_What you have to do:_ Write out the full listing again. Make no alterations.

* * * * * * * * *

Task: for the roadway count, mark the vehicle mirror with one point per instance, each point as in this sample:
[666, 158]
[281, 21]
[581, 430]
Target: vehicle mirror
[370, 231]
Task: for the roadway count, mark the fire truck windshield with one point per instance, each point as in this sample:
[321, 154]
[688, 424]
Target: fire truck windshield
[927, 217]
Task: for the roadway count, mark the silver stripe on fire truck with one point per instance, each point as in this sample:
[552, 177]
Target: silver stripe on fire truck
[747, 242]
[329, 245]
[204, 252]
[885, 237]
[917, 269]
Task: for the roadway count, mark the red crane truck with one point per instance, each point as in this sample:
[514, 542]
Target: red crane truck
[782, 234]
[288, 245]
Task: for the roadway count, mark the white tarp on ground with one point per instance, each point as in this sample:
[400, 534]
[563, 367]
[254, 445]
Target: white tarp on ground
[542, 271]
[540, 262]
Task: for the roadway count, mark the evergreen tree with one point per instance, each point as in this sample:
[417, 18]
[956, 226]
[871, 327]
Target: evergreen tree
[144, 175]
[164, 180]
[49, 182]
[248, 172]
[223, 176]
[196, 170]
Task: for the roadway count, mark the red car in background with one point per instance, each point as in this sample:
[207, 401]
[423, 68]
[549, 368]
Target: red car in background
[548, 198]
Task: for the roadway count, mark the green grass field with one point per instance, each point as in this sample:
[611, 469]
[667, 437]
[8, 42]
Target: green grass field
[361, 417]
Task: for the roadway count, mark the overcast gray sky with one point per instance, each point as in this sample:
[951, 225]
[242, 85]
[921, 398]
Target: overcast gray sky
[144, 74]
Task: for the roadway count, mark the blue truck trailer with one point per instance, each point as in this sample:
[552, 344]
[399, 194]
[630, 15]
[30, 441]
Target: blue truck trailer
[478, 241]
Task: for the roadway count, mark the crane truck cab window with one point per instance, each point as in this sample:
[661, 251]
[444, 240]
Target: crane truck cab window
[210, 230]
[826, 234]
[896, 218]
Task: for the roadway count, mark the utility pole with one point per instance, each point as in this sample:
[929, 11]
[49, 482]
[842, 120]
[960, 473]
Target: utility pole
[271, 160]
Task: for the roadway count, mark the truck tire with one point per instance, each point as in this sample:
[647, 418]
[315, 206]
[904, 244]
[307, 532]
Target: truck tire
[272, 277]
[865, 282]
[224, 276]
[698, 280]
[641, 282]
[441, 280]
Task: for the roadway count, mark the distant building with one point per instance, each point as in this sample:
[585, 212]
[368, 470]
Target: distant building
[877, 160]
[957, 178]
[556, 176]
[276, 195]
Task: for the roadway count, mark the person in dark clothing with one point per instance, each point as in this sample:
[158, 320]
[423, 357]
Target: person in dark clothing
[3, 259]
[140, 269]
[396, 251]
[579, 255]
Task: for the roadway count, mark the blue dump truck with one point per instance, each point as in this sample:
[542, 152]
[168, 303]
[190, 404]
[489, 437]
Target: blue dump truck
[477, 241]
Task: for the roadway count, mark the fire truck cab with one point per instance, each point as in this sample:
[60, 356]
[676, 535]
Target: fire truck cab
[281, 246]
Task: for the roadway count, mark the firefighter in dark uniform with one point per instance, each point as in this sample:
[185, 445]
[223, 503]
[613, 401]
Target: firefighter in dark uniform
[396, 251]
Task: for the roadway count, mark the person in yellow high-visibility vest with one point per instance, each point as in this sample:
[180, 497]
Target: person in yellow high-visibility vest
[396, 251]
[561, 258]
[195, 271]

* * * * * * * * *

_Output of the exercise:_
Task: for the roadway count, mark the vehicle mirror with one point per instance, each point as in this sample:
[666, 158]
[281, 21]
[581, 430]
Target: vehicle mirror
[370, 231]
Task: for the roadway count, mark the fire truck windshield with one point per instance, each point as in this sample:
[321, 154]
[688, 424]
Target: fire truck windshield
[927, 217]
Task: for the roadway count, mark the silver stripe on fire truck with one point per instance, each point as in this sample:
[552, 177]
Target: silver stripe on fire truck
[747, 242]
[329, 245]
[204, 252]
[885, 237]
[917, 269]
Task: for the roadway count, mark the red crane truck with one point per instance, each point as in this sample:
[514, 542]
Target: red crane truck
[782, 234]
[288, 245]
Task: for the roadway count, mark the white tarp on ground with one point per instance, each point as in this sample:
[400, 534]
[563, 367]
[254, 445]
Target: white tarp on ground
[542, 271]
[540, 262]
Task: for the roadway count, mark the evergreen tree with one point per instance, each point as in this sample:
[417, 18]
[956, 226]
[871, 327]
Target: evergreen tree
[144, 175]
[164, 180]
[49, 182]
[248, 172]
[223, 176]
[196, 170]
Task: for the roadway count, mark the red car in background with one point per instance, each point as in this sample:
[207, 401]
[423, 68]
[549, 368]
Target: red car in background
[548, 198]
Task: for the roadway count, mark the green grass field with one point per instance, each point as in this sample:
[611, 469]
[667, 437]
[8, 42]
Target: green grass field
[361, 417]
Task: for the roadway count, mark the overcast gray sky with one point per instance, each point as in this sample:
[951, 225]
[242, 85]
[921, 398]
Target: overcast gray sky
[144, 74]
Task: for the roadway count, mark the blue truck trailer with one point per instance, each point as in this sample:
[552, 344]
[399, 194]
[630, 15]
[30, 441]
Target: blue truck trailer
[478, 241]
Task: for the roadway count, mark the crane truck cab window with one point per instance, each point as in this sample:
[661, 251]
[444, 240]
Target: crane truck cab window
[210, 230]
[826, 234]
[896, 218]
Task: for the roadway count, mark the utility pole with one point per instance, each point as in this sample:
[929, 11]
[49, 482]
[842, 120]
[960, 473]
Target: utility pole
[271, 160]
Task: for the roadway count, mark the truck tire with one point per instance, each point as in this sample:
[647, 418]
[315, 206]
[904, 244]
[307, 532]
Target: truck tire
[272, 277]
[865, 282]
[224, 276]
[698, 280]
[641, 282]
[441, 280]
Task: for the roadway count, mark the distant building with one point per instance, each point as in this sample:
[585, 212]
[368, 470]
Target: distant building
[877, 160]
[957, 178]
[556, 176]
[276, 195]
Task: for the roadway count, mark the person in dark clothing with one point per instance, each point as in this sample:
[158, 320]
[423, 357]
Target: person in dark clothing
[3, 259]
[140, 269]
[396, 251]
[579, 255]
Task: for the roadway count, mark the blue dump truck with one point per instance, each point as in this sample:
[542, 152]
[168, 303]
[190, 404]
[489, 437]
Target: blue dump truck
[477, 241]
Task: for the roadway count, mark the fire truck cab with one point per instance, each point as in this sample:
[60, 356]
[676, 535]
Target: fire truck cab
[281, 246]
Task: for the roadway count, mark the firefighter in dark uniform with one point per instance, each point as in this sample:
[185, 445]
[223, 503]
[613, 401]
Target: firefighter in dark uniform
[396, 251]
Task: for the roadway count, mark the person in yellow high-visibility vest with one point per instance, each point as in this sample:
[180, 497]
Target: person in yellow high-visibility vest
[396, 251]
[561, 258]
[195, 271]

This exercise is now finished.